[Explore the material]:
1. From the post on voting and thought crime, quote everything from "Shrubbery asks a" down to "of the kind.", word for word.
2. Extend the post on voting and thought crime, picking up after its final sentence.

Mailvox: voting is not thinking

Shrubbery asks a question:

How is voting not thinking? How is a restriction on voting rights different from hate crime legislation? Correct me if I’m wrong but are you not opposed to hate crime legislation?

First, let me state that confusing one thing with another unrelated thing is very common on the Internet and is a warning sign of imprecise thought. Usually it is obfuscated slightly through the use of weasel words such as “really”, “basically” or “virtually”, for example the quadrennial notion that voting for X is “really” a vote for Y when simple addition demonstrates that it is nothing of the kind.

Now to the question. It is eminently clear that voting is not thinking. One is a private mental act with no ramifications for anyone else, the other is a public act with potentially fatal ramifications for everyone else. The hate crime analogy is a particularly weak one, as a hate crime is an secondary crime added onto an ACT that is already a crime based solely on what the prosecution believes the criminal was thinking. It is pure thought crime; the crime is based solely on the perceived thoughts.

Voting restrictions such as I have defended are not based on anyone’s thoughts, they are based on the statistical probability of an individual’s actions. The individual’s thoughts are completely irrelevant, as he, (or as we’ve mostly been discussing, she), may want to vote for the socialist because a) the socialist candidate is cute, b) the socialist candidate promises a chicken in every pot, c) the socialist candidate promises a new Medicare entitlement for the children, d) the socialist candidate is a woman. It doesn’t matter, far from being any sort of thought policing measure, the thoughts are absolutely irrelevant.

Pretend we’re not talking about voting for a moment. Substitute purchasing for voting and the smallpox virus for socialism. The right to buy and sell private property is far more fundamental than the so-called “right” to vote; it can actually be found in the Constitution. And yet who would argue that anyone should be allowed to purchase the smallpox virus, much less those who have reliably demonstrated for eight decades that, if given the chance, they will purchase smallpox and distribute it to everyone at the first opportunity?

[Data extracts]:

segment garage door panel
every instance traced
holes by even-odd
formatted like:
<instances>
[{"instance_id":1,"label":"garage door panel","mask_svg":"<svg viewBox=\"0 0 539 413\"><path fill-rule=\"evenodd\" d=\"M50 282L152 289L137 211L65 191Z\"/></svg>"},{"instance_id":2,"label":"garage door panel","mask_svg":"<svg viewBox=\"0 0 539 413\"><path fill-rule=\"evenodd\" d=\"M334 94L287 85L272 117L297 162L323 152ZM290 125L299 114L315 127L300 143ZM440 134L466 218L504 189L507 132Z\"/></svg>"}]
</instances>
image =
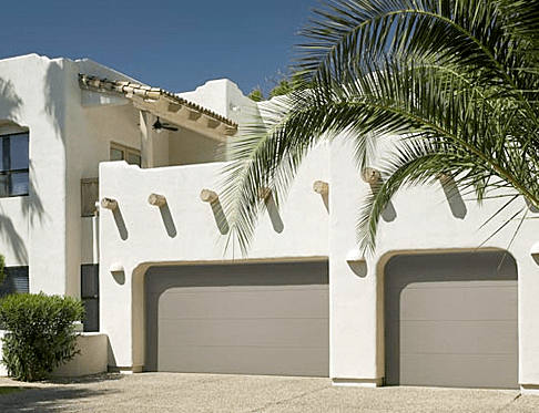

[Numbered responses]:
1.
Shrubbery asks a question:

How is voting not thinking? How is a restriction on voting rights different from hate crime legislation? Correct me if I’m wrong but are you not opposed to hate crime legislation?

First, let me state that confusing one thing with another unrelated thing is very common on the Internet and is a warning sign of imprecise thought. Usually it is obfuscated slightly through the use of weasel words such as “really”, “basically” or “virtually”, for example the quadrennial notion that voting for X is “really” a vote for Y when simple addition demonstrates that it is nothing of the kind.

2.
I wish that the states were still a laboratory of democracy, as I think it would be extremely informative for everyone to see what would happen in two neighboring states, one where only women were franchised and one where only men were franchised. What most people don’t realize is that historically speaking, there is an example of the latter in pre-1971 Switzerland, and as one might expect, Switzerland was significantly less centralized than any Western democracy and is still less centralized today although since 1971 it has joined the UN, modified its national constitution to grant the federal government the right to pass gun control laws, legalized abortion, is considering getting rid of the national militia that has defended it for centuries and has an elected government lobbying the people to pass a referendum approving the goverment’s decision to permanently open its borders and labor markets to the entire European Union.

This will, in all probability, kill the country’s economy, its banking system and its high standard of living. But hey, at least they’ll have the consolation of knowing their frauleins were voting.